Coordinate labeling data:

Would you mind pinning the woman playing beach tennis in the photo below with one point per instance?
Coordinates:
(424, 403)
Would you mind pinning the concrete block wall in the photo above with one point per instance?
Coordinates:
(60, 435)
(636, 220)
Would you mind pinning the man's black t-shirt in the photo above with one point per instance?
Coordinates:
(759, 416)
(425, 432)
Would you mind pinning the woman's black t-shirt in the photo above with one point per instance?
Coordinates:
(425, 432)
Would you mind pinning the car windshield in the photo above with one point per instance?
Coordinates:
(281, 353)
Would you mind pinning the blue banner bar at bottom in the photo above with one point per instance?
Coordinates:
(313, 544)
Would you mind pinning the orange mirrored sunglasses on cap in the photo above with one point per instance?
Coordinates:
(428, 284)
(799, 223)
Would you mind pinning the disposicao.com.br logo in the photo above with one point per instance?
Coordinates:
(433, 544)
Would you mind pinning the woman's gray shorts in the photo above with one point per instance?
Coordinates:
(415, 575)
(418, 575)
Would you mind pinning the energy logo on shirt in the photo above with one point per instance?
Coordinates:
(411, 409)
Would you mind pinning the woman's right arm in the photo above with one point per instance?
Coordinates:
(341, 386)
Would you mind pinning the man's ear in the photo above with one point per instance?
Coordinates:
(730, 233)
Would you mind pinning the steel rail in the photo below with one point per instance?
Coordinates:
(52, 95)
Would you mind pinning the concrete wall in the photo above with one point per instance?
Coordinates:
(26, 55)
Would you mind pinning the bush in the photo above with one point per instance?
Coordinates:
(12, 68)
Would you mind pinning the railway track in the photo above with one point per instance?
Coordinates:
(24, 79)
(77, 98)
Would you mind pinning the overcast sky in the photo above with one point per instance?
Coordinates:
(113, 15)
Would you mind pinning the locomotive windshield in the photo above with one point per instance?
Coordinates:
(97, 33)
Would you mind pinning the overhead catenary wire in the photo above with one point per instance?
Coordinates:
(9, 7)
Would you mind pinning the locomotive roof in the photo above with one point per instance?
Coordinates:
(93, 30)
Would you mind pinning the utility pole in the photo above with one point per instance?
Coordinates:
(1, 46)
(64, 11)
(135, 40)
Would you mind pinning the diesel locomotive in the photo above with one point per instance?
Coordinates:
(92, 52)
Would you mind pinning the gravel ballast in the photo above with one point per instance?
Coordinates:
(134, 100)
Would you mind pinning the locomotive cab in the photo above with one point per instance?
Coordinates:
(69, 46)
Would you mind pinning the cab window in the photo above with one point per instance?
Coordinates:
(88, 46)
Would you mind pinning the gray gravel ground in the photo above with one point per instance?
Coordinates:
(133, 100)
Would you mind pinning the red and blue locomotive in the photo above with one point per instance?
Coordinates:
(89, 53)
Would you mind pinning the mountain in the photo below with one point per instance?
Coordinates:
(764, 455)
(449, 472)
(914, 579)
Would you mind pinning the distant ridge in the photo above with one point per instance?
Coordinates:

- _Stated goal_
Could you return, unchanged, the lines starting at the one that contains "Would you mind pinning the gravel" and ending at the last line above, including both?

- _Solved problem_
Would you mind pinning the gravel ballast in the photo above with one point per instance?
Coordinates:
(134, 100)
Would you mind pinning the locomotive cab in the photo above with one point per instance?
Coordinates:
(69, 46)
Would you mind pinning the cab window in the photo above with one point per instance?
Coordinates:
(88, 46)
Would you mind pinning the gray gravel ground in the photo above with one point per instance?
Coordinates:
(133, 100)
Would you mind pinning the red and blue locomotive in the photo above with one point per instance?
Coordinates:
(89, 53)
Would you mind pinning the mountain in the photo below with one point per instance?
Coordinates:
(764, 455)
(449, 472)
(914, 579)
Would you mind pinning the distant ridge in the photo above with one point per instance?
Coordinates:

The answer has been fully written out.